### Exercise details
Rewrite the listing below, switching each "Target" to "Item" and keeping everything else the same.

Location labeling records

◆ ◆ ◆ ◆ ◆ ◆ ◆

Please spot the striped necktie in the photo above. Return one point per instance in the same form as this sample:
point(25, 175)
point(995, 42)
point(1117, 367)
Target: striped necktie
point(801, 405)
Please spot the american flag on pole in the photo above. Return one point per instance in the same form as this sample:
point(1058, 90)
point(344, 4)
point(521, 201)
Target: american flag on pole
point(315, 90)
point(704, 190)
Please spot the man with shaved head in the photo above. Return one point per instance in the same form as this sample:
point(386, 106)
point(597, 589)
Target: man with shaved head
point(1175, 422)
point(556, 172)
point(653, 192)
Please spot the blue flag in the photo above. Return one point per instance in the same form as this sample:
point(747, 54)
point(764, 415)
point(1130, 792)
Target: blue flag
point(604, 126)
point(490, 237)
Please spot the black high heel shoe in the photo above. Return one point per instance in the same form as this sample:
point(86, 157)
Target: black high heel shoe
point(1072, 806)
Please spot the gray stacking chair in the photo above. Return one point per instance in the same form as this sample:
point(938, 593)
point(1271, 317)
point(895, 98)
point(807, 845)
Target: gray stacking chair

◆ ◆ ◆ ◆ ◆ ◆ ◆

### Exercise solution
Please spot the striped necktie in the photo above. Return one point per instance in the same form as this sample:
point(25, 175)
point(995, 42)
point(1117, 367)
Item: striped necktie
point(801, 405)
Please spot the american flag on pole in the photo above. Return one point per instance in the same form as this sample:
point(1058, 90)
point(344, 4)
point(521, 201)
Item: american flag on pole
point(315, 90)
point(704, 190)
Please spot the man with shaved head in the photo above. Return one point per instance in the same form as this sample:
point(386, 106)
point(597, 589)
Item: man with shaved head
point(1175, 422)
point(556, 172)
point(653, 192)
Please spot the blue flag in the photo above. Return one point per instance in the same form as this sample:
point(747, 54)
point(764, 415)
point(1130, 792)
Item: blue flag
point(604, 126)
point(490, 237)
Please spot the black high heel shoe in the photo above. Return one point per instance in the same form as this sample:
point(86, 157)
Item: black high heel shoe
point(1072, 806)
Please spot the gray stacking chair in the photo above. Return one point per instance in the same form as this sample:
point(938, 593)
point(1271, 317)
point(895, 98)
point(807, 845)
Item: gray stacking chair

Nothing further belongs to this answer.